A little while later, at 5pm, the breaking news coverage was cut off on the radio by the scheduled airing of US radio show Coast To Coast AM, which specialises in conspiracy theories and aliens. An expert in alien technology was being interviewed about the arrival of the aliens and seemed very concerned as he believed the frozen lightning was a weapon which had been tested by a secret new world government, and rather than fixing it, the aliens had arrived to steal it and obliterate the earth.

I gave it a few moments of thought and considered that it might be possible, and continued to stack the Lego.

At this point I awoke from the dream…I fear that I may never find out if the aliens were really here to help us or wipe us out.

Samuel

1 comment April 26th, 2013 at 11:55am

100 marching bands for Canberra’s centenary

I had a dream this morning which, as a shift worker, I hope never becomes reality.

It started at 5:42am with me sleeping. All of a sudden I was woken by a large cacophony of noise. I looked out the window and saw a large marching band with the number “100” plastered all over their clothing and instruments. I couldn’t quite see how many people were out there in this marching band, so I put my glasses on and noticed 100 of them including their leader and conductor, Simon Corbell.

§ SUPPLIED MATERIAL:
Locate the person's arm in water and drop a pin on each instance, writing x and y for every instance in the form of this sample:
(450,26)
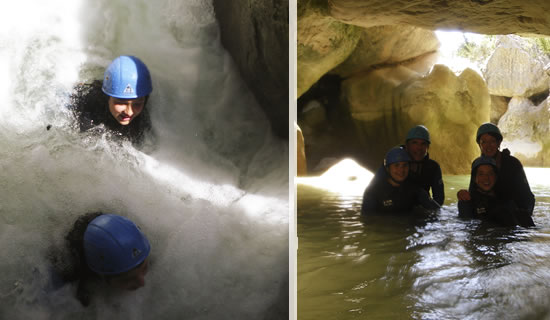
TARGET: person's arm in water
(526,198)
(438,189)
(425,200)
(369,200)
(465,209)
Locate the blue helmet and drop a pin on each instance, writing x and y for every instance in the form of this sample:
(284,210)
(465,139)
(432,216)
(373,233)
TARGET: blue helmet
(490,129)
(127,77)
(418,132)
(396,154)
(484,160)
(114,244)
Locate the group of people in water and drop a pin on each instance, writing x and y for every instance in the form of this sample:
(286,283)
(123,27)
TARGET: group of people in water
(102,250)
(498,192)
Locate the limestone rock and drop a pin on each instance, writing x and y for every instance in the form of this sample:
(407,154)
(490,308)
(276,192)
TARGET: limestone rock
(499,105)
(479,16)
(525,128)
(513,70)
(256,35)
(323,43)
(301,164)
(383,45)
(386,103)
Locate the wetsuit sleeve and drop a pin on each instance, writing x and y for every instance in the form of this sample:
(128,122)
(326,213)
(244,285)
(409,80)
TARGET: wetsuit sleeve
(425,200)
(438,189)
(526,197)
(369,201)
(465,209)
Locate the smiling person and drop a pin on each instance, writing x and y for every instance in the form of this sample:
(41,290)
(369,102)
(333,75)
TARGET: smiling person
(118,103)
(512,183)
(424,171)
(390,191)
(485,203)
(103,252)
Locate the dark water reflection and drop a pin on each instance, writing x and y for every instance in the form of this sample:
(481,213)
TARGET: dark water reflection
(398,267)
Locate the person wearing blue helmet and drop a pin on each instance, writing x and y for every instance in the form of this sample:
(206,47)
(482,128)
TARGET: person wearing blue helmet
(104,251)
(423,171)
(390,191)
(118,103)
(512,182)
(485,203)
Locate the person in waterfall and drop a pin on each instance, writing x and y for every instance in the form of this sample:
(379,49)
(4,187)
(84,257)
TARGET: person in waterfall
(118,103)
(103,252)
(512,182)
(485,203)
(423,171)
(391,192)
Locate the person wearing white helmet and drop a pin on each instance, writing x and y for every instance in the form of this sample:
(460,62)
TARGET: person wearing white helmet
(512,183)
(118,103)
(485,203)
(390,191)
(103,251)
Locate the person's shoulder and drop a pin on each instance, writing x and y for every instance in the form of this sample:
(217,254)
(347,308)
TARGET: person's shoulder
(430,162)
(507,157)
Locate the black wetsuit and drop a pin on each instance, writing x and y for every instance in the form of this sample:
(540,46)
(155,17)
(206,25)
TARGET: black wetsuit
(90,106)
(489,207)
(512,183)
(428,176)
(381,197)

§ PROMPT:
Could you extract, word for word, the part of the dream blog excerpt starting with "100 marching bands" and going on through "conductor, Simon Corbell."? The listing isn't needed to work with the dream blog excerpt.

§ ANSWER TO THE EXERCISE:
100 marching bands for Canberra’s centenary

I had a dream this morning which, as a shift worker, I hope never becomes reality.

It started at 5:42am with me sleeping. All of a sudden I was woken by a large cacophony of noise. I looked out the window and saw a large marching band with the number “100” plastered all over their clothing and instruments. I couldn’t quite see how many people were out there in this marching band, so I put my glasses on and noticed 100 of them including their leader and conductor, Simon Corbell.